* START Information shown *

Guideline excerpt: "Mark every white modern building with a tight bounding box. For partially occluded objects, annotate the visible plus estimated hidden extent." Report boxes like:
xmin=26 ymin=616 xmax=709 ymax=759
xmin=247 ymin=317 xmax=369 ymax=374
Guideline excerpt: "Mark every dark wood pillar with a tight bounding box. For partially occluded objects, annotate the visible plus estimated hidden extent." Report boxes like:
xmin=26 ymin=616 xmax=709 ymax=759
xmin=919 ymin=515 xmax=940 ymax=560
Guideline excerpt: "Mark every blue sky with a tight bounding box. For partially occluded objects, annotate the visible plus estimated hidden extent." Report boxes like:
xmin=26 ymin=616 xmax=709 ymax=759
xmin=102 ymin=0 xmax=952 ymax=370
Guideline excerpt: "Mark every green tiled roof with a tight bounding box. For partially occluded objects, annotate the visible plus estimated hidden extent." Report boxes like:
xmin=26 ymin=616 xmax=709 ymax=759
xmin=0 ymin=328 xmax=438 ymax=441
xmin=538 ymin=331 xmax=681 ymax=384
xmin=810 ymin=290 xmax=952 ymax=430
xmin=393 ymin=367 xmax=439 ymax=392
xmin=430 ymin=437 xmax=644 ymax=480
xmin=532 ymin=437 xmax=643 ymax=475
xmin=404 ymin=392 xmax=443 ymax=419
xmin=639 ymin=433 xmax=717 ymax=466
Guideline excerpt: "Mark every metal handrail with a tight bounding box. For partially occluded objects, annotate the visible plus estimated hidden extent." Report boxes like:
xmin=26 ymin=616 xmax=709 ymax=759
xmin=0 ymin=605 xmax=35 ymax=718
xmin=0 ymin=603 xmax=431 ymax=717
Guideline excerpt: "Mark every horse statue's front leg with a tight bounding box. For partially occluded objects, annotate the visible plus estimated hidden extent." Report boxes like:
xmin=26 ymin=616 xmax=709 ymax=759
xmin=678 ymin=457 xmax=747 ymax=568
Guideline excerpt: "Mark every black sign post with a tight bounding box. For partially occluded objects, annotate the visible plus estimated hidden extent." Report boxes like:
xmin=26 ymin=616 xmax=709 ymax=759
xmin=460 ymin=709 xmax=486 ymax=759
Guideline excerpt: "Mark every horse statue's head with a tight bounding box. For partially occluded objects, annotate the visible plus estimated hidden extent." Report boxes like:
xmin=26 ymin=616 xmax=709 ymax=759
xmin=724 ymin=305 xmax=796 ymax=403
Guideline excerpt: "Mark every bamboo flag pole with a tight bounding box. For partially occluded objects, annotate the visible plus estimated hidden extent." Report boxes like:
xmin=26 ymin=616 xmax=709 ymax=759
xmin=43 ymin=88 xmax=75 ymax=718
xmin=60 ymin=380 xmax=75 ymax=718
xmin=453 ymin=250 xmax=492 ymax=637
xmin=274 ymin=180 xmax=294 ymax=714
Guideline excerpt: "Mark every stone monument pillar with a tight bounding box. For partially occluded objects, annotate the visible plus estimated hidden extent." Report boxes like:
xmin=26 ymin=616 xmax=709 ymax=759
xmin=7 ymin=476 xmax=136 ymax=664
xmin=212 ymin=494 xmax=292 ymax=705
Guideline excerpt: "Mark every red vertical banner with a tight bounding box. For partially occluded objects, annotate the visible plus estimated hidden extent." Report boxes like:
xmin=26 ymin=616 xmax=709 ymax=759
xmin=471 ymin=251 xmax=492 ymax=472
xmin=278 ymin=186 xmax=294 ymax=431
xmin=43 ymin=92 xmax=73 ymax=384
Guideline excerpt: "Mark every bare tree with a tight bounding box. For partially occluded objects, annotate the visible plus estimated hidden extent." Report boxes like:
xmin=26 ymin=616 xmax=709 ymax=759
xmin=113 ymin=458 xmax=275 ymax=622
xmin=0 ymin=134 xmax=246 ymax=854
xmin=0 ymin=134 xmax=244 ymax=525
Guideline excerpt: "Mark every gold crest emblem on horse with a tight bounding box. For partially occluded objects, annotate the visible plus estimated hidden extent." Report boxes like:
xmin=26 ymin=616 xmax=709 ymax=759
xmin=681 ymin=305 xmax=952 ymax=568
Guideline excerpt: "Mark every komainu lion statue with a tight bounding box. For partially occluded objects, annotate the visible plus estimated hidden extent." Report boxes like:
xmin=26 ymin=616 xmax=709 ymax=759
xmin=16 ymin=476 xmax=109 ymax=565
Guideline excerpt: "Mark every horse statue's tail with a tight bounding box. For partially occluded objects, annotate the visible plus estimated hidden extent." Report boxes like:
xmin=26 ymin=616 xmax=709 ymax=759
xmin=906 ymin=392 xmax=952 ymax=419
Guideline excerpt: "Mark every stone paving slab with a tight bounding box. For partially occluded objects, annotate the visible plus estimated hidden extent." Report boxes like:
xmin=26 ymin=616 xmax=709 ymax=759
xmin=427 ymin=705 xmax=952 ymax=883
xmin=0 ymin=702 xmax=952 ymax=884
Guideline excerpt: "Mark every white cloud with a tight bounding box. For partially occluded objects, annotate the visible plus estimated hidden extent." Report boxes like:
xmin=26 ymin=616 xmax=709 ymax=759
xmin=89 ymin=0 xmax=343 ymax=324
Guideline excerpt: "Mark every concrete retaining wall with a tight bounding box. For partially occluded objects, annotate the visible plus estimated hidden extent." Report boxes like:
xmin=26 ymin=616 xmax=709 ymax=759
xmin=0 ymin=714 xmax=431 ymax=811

* END Information shown *

## Requirement
Format the records above as a two-column CSV with the headers instruction and boxes, one row per record. Put each record's text and its answer in one quoted field apiece, and replace line breaks with spaces.

## Solution for this problem
instruction,boxes
"Guideline excerpt: ""Mark every white modern building with a tight bounding box. For partially occluded objects, annotate the visible plus estimated hidden extent."" Report boxes like: xmin=26 ymin=616 xmax=709 ymax=759","xmin=247 ymin=317 xmax=369 ymax=374"
"Guideline excerpt: ""Mark every dark wood pillar with a tight bounding box. For partially occluded objects, annotate the visible plus estimated hidden extent."" Report boxes like: xmin=26 ymin=616 xmax=709 ymax=759","xmin=919 ymin=515 xmax=940 ymax=560"
"Guideline excerpt: ""Mark every blue sky with a tight bounding box. For partially occluded objects, annotate the visible plus estimated hidden extent."" Report boxes like: xmin=26 ymin=616 xmax=709 ymax=759","xmin=102 ymin=0 xmax=952 ymax=370"
"Guideline excerpt: ""Mark every green tiled roof with a tight bounding box. For partially occluded objects, annotate the visible plus estimated hidden extent."" Report boxes like: xmin=26 ymin=616 xmax=709 ymax=759","xmin=0 ymin=328 xmax=438 ymax=441 xmin=538 ymin=331 xmax=681 ymax=384 xmin=810 ymin=290 xmax=952 ymax=430 xmin=393 ymin=367 xmax=439 ymax=392 xmin=430 ymin=437 xmax=644 ymax=480 xmin=532 ymin=437 xmax=643 ymax=475 xmin=404 ymin=392 xmax=443 ymax=419 xmin=639 ymin=433 xmax=717 ymax=466"
"Guideline excerpt: ""Mark every metal handrail with a tight bounding box. For partially occluded objects, annotate the visible plus estimated hidden extent."" Report boxes like: xmin=26 ymin=616 xmax=709 ymax=759","xmin=0 ymin=605 xmax=35 ymax=718 xmin=0 ymin=603 xmax=431 ymax=717"
"Guideline excerpt: ""Mark every horse statue's front leg with a tight bounding box. For partially occluded objects, annotate the visible plus estimated hidden extent."" Report boxes like: xmin=26 ymin=616 xmax=709 ymax=759","xmin=678 ymin=457 xmax=747 ymax=568"
"Guideline excerpt: ""Mark every black sign post with a tight bounding box. For partially occluded objects, annotate the visible plus estimated hidden extent."" Report boxes like: xmin=26 ymin=616 xmax=709 ymax=759","xmin=460 ymin=709 xmax=486 ymax=759"
"Guideline excerpt: ""Mark every horse statue's head with a tight bounding box. For partially occluded objects, annotate the visible plus estimated hidden extent."" Report boxes like: xmin=26 ymin=616 xmax=709 ymax=759","xmin=724 ymin=305 xmax=796 ymax=403"
"Guideline excerpt: ""Mark every bamboo flag pole with a tight bounding box. For partially occluded objects, annotate the visible plus estimated hidden extent."" Report boxes like: xmin=26 ymin=616 xmax=709 ymax=759","xmin=43 ymin=88 xmax=75 ymax=718 xmin=60 ymin=380 xmax=75 ymax=718 xmin=453 ymin=250 xmax=492 ymax=637 xmin=274 ymin=180 xmax=294 ymax=714"
"Guideline excerpt: ""Mark every stone monument pillar with a tight bounding box. For partially occluded objects, annotate the visible plus estimated hidden extent."" Report boxes like: xmin=26 ymin=616 xmax=709 ymax=759","xmin=7 ymin=476 xmax=136 ymax=664 xmin=212 ymin=494 xmax=292 ymax=705"
"Guideline excerpt: ""Mark every red vertical banner with a tight bounding box. For partially occluded objects, annotate the visible plus estimated hidden extent."" Report boxes like: xmin=26 ymin=616 xmax=709 ymax=759","xmin=471 ymin=251 xmax=492 ymax=472 xmin=278 ymin=186 xmax=294 ymax=431 xmin=43 ymin=92 xmax=73 ymax=384"
"Guideline excerpt: ""Mark every bare tree with a tight bounding box. For partially occluded objects, annotate the visible plus estimated hidden extent."" Report boxes like: xmin=26 ymin=616 xmax=709 ymax=759","xmin=113 ymin=458 xmax=275 ymax=622 xmin=0 ymin=134 xmax=246 ymax=854 xmin=0 ymin=134 xmax=244 ymax=525"
"Guideline excerpt: ""Mark every gold crest emblem on horse with a tight bounding box. For partially occluded objects, annotate the visible plus estimated hidden extent."" Report boxes like: xmin=26 ymin=616 xmax=709 ymax=759","xmin=681 ymin=305 xmax=952 ymax=568"
"Guideline excerpt: ""Mark every komainu lion statue with a tight bounding box. For partially occluded objects, annotate the visible plus estimated hidden extent."" Report boxes like: xmin=26 ymin=616 xmax=709 ymax=759","xmin=16 ymin=476 xmax=109 ymax=565"
"Guideline excerpt: ""Mark every horse statue's tail with a tight bounding box. For partially occluded objects, annotate the visible plus estimated hidden extent."" Report boxes like: xmin=26 ymin=616 xmax=709 ymax=759","xmin=906 ymin=392 xmax=952 ymax=419"
"Guideline excerpt: ""Mark every stone paving slab with a tight bounding box. For partially occluded objects, annotate the visible plus estimated hidden extent."" Report boxes like: xmin=26 ymin=616 xmax=709 ymax=759","xmin=427 ymin=705 xmax=952 ymax=883 xmin=0 ymin=702 xmax=952 ymax=884"
"Guideline excerpt: ""Mark every white cloud with a tight bounding box. For partially occluded objects, annotate the visible plus estimated hidden extent."" Report boxes like: xmin=26 ymin=616 xmax=709 ymax=759","xmin=89 ymin=0 xmax=343 ymax=324"
"Guideline excerpt: ""Mark every concrete retaining wall with a tight bounding box. For partially occluded objects, annotate the visible plus estimated hidden extent."" Report boxes like: xmin=26 ymin=616 xmax=709 ymax=759","xmin=0 ymin=714 xmax=431 ymax=811"